REQUIRED TASK
Find every line in the rows below that contains the word "trail" and copy each of those lines.
>> Begin DATASET RECORDS
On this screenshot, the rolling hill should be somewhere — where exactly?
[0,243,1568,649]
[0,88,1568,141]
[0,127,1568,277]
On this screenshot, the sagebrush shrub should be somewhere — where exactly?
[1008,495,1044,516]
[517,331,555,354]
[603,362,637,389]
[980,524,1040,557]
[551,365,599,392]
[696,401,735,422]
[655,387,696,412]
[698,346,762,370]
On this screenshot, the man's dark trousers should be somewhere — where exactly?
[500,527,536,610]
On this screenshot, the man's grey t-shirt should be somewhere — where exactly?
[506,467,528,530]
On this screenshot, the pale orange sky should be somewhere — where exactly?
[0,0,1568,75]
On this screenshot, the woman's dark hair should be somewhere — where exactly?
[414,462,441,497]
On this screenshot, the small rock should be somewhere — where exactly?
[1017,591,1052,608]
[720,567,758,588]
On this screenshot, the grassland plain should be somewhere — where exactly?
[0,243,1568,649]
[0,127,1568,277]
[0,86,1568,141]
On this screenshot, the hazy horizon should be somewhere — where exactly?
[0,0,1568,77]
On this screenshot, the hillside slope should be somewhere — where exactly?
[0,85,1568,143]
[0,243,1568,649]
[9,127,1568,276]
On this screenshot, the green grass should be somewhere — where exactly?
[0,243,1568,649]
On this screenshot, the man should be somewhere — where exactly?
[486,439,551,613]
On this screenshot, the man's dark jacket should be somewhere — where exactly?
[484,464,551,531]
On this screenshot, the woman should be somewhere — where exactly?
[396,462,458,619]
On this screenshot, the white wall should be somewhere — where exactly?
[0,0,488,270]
>> End DATASET RECORDS
>> Begin DATASET RECORDS
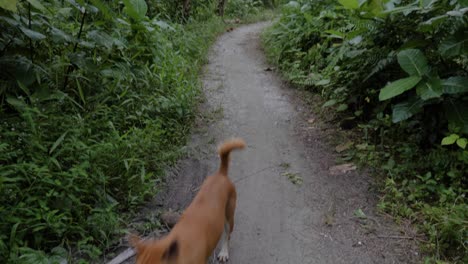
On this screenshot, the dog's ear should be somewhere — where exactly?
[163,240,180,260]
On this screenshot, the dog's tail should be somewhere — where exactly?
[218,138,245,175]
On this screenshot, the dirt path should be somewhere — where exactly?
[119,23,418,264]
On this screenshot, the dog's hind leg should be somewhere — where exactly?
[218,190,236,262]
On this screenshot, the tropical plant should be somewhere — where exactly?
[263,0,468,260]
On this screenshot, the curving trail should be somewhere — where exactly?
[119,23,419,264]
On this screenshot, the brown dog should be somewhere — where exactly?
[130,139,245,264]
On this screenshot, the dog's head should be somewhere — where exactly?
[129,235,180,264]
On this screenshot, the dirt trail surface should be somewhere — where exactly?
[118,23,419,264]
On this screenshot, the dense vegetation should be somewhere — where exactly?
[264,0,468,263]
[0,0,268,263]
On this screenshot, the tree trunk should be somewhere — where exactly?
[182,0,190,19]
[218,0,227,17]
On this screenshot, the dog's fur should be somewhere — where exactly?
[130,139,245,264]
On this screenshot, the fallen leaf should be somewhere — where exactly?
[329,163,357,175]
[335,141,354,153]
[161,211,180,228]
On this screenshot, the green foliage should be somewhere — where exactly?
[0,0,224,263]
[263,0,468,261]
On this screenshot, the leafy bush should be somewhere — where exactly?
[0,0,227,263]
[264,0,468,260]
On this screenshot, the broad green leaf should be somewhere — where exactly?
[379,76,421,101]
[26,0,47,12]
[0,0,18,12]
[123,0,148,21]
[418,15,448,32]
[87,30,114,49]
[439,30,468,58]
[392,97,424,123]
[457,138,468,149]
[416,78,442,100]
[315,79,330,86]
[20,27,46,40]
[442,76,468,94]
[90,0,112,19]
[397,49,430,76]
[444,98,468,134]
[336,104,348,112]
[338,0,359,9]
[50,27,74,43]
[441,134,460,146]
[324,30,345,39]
>> End DATASET RECORDS
FINAL RESULT
On this screenshot, the curving trail should be somewhere — where exactly?
On this screenshot, the dirt trail surface should be somewhere — where exactly?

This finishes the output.